Excerpt to read:
## start

Let's justify the columns to help parse this input:

oid side price size

a S 105 100

b B 95 100

The first row is a header row. Every subsequent row contains a limit order, which is

described by the following fields:

• oid (order id) is stored in the book and used to process (partial) cancellations of orders

that arise in "reduce" messages, described below;

• side identifies whether this is a bid ('B' for buy) or an ask ('S' for sell);

• price and size are self-explanatory.

Existing code in common.R will read in a file like input/book_1.csv and create the

corresponding two (possibly empty) orders book as two data frames that will be stored in the

list book, a version of which will be passed to all of the six functions that you are required to

implement.

## end

Raw data:
## start

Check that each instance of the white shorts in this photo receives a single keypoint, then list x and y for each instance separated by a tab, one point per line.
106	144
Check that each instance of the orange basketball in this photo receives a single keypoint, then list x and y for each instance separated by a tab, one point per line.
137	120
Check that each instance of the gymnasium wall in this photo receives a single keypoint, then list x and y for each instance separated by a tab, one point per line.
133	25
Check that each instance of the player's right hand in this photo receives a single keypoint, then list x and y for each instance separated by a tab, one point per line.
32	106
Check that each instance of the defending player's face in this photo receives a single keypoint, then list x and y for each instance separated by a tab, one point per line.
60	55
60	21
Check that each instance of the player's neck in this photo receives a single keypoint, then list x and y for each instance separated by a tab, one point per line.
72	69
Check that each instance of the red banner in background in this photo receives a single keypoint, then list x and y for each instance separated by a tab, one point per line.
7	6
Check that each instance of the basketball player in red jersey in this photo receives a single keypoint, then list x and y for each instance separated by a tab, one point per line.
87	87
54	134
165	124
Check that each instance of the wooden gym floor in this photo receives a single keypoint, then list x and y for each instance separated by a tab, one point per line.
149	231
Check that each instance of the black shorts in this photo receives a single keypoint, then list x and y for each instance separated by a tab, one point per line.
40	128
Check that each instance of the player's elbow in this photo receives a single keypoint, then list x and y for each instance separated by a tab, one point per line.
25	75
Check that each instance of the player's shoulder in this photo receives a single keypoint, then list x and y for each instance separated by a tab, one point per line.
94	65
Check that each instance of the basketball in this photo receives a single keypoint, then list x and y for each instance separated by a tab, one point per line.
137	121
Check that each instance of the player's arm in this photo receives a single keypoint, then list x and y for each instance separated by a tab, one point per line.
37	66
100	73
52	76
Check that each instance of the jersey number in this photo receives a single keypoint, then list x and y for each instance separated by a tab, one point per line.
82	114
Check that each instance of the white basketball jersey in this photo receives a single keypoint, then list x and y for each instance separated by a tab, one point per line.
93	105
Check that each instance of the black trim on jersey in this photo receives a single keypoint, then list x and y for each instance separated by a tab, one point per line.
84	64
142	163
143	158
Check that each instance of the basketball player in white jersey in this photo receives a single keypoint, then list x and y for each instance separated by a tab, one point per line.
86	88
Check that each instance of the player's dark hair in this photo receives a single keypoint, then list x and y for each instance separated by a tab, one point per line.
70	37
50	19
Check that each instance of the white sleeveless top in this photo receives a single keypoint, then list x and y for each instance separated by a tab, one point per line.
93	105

## end

Goal 1: Please lay out the entries from the line containing "Check that each instance of the black trim" through the last entry as a two-column CSV with columns input and output. Give one row for each entry, put its text and its answer each in one quoted field, and turn line breaks into spaces.
Goal 2: Carry on writing the order book excerpt from the point where it stops.
The entries are unrelated to the order book excerpt.

Reply 1:
input,output
"Check that each instance of the black trim on jersey in this photo receives a single keypoint, then list x and y for each instance separated by a tab, one point per line.","84	64 142	163 143	158"
"Check that each instance of the basketball player in white jersey in this photo receives a single keypoint, then list x and y for each instance separated by a tab, one point per line.","86	88"
"Check that each instance of the player's dark hair in this photo receives a single keypoint, then list x and y for each instance separated by a tab, one point per line.","70	37 50	19"
"Check that each instance of the white sleeveless top in this photo receives a single keypoint, then list x and y for each instance separated by a tab, one point per line.","93	105"

Reply 2:
Note that if we now change the message file to a non-empty one, template.R will produce

the same output (since it doesn't parse the messages; you need to write the code, functions

5 and 6, to do that):

$ Rscript main.R template.R input/book_1.csv input/message_a.txt

$ask

oid price size

1 a 105 100

$bid

oid price size

1 b 95 100

Total volume:

Best prices:

Mid-price:

Spread:

If correct message parsing and book updating is implemented, book would be updated

according to input/adds_only.txt to give the following output:

$ Rscript main.R solution.R input/book_1.csv input/message_a.txt

$ask

oid price size

8 a 105 100

7 o 104 292

6 r 102 194

5 k 99 71

4 q 98 166

3 m 98 88

2 j 97 132

1 n 96 375

$bid

oid price size

1 b 95 100

2 l 95 29

3 p 94 87

4 s 91 102

Total volume: 318 1418

Best prices: 95 96

Mid-price: 95.5

Spread: 1

Before we go into details on the message format and reconstructing the order book, let's

discuss the first four functions that compute the book stats, which we also see correctly

computed in this example.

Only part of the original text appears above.